* **Texto fuente**
--
Y ese camino que ha emprendido y en el que continúa es el mismo. A saber, el de la coherencia, el de la franqueza expositiva −narrativa, descriptiva, discursiva−, y de la persistencia en unas técnicas y medios que, aun con la evolución que el tiempo impone, ha sabido mantener a su manera contra viento y marea, sin escuchar el canto de sirena que las modas continuamente dejan oír. Fiel a su trayectoria ha sabido no obstante emplear el instrumento −la herramienta plástica y conceptual− para llevar a feliz término la manifestación de su pensamiento, la claridad de su actitud, y la rotunda brillantez de sus formas pintadas, coloreadas, incisas, hechas alto o bajo relieve, de bulto exento, etcétera.

Y en ese discurrir vital y artístico, por el que ha ido diversificando sus formas pero en pos de un mismo objetivo −donde lo vital, lo social y lo ético van siempre entrelazados− ha llegado a un estadio, que parece que le falta por tocar, que es el de fijarse (abordar con más insistencia) en todos esos aspectos de los que digo son su sino, su meta… observándolos, escudriñándolos a la luz de una nueva situación −la que le es consustancial−, de un nuevo topos −el que les es propio−, de un nuevo lugar −donde se imbrican de un modo especial−: la ciudad.
--
Datos almacenados
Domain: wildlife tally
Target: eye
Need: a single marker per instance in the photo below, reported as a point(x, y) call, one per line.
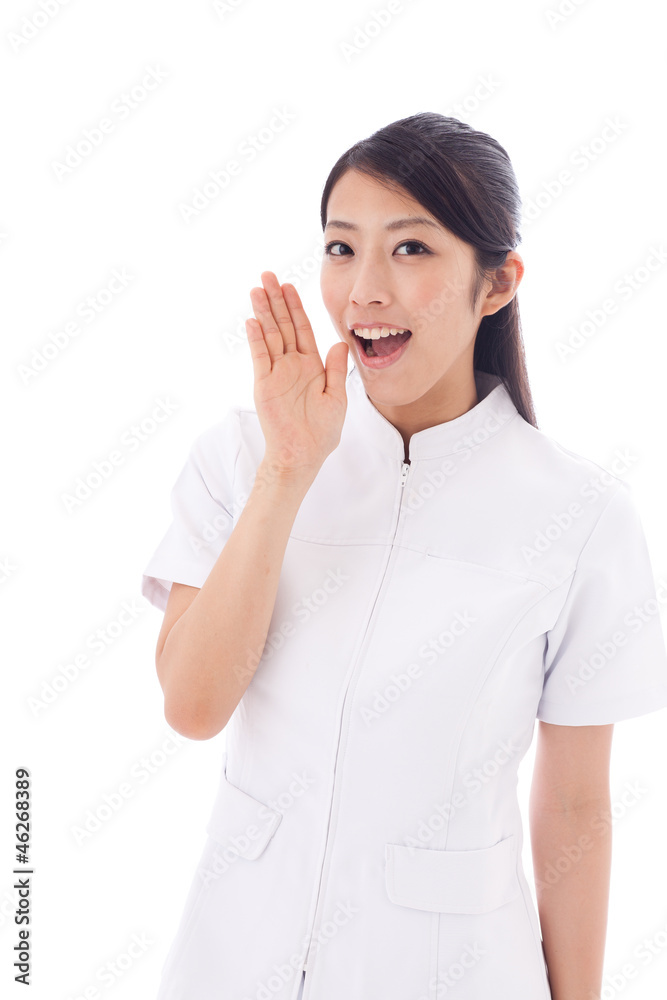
point(414, 243)
point(328, 249)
--
* **Ejercicios propuestos**
(a) Responda, según el texto sobre la trayectoria artística, a estas preguntas:
(i) ¿Qué dejan oír continuamente las modas?
(ii) ¿Qué tres aspectos se dice que van siempre entrelazados?
(iii) ¿Cuál es el lugar que se nombra al final del texto?
(b) Reproduzca del texto sobre la trayectoria artística todo lo que va desde "Y en ese discurrir" hasta "especial−: la ciudad.", cambiando "escudriñándolos" por "examinándolos".
(c) Prosiga el texto sobre la trayectoria artística a partir de su última oración.

* **Respuestas por ejercicio**
(a)
(i) El canto de sirena.
(ii) Lo vital, lo social y lo ético.
(iii) La ciudad.

(b)
Y en ese discurrir vital y artístico, por el que ha ido diversificando sus formas pero en pos de un mismo objetivo −donde lo vital, lo social y lo ético van siempre entrelazados− ha llegado a un estadio, que parece que le falta por tocar, que es el de fijarse (abordar con más insistencia) en todos esos aspectos de los que digo son su sino, su meta… observándolos, examinándolos a la luz de una nueva situación −la que le es consustancial−, de un nuevo topos −el que les es propio−, de un nuevo lugar −donde se imbrican de un modo especial−: la ciudad.

(c)
Miró es un personaje −todo quisque lo sabe− que ama la naturaleza, que vive en ella, que se cabrea ante las continuas afrentas que se le hacen. No es baladí que el Mas Sopalmo sea eso, una reivindicación de su inserción en la misma y en un paisaje a la hora de vivir la cotidianidad de su vida y de los suyos. Y es eso lo que le ha llevado en los últimos años a trabajar, extensa e intensamente en una serie, Vivace, donde todo cuanto gira en torno a aquello −la naturaleza, el paisaje y la filosofía de la sostenibilidad− lo ha expuesto magníficamente mediante sus creaciones plásticas.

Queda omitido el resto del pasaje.